## What the task requires
Retype each line below precisely.

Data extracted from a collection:
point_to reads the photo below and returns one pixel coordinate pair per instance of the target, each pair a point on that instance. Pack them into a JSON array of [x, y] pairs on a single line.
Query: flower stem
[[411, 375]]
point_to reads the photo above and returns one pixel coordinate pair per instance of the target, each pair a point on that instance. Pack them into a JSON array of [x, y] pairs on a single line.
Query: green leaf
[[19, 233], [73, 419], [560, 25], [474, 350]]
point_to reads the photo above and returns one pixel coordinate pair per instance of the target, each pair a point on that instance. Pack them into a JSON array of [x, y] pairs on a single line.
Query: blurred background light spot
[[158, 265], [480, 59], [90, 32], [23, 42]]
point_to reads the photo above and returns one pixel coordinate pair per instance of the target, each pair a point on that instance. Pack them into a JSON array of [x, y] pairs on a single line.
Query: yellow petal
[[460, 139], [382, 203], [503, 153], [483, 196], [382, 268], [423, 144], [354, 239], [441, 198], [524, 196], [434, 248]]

## Task solution
point_to reads the photo below and returns one pixel coordinate pair per instance of the target, each pair a point on that instance. Pack them into a JSON array of [x, y] pairs on a single line.
Query: flower stem
[[411, 375]]
point_to reads the photo above and returns one pixel coordinate pair per instance of the target, each pair a point on that instance. Pack them into a JSON array of [x, y] pairs on a single line.
Query: green leaf
[[19, 233], [73, 419], [560, 25], [474, 350]]
point_to reads the photo above and returns one pixel coordinate pair per instance of the target, each pair a point on that instance. Pack them into a JSON array of [x, y] pairs on a single line.
Query: blurred background light spot
[[158, 265], [480, 59], [90, 32], [23, 42]]
point_to reads the photo above and returns one pixel coordinate pair per instance of the target, each pair a point on that instance. Pack them into a JSON array of [x, y] pairs on a single line.
Query: yellow petal
[[460, 139], [382, 203], [503, 153], [483, 196], [382, 268], [423, 144], [354, 239], [441, 198], [524, 196], [434, 248]]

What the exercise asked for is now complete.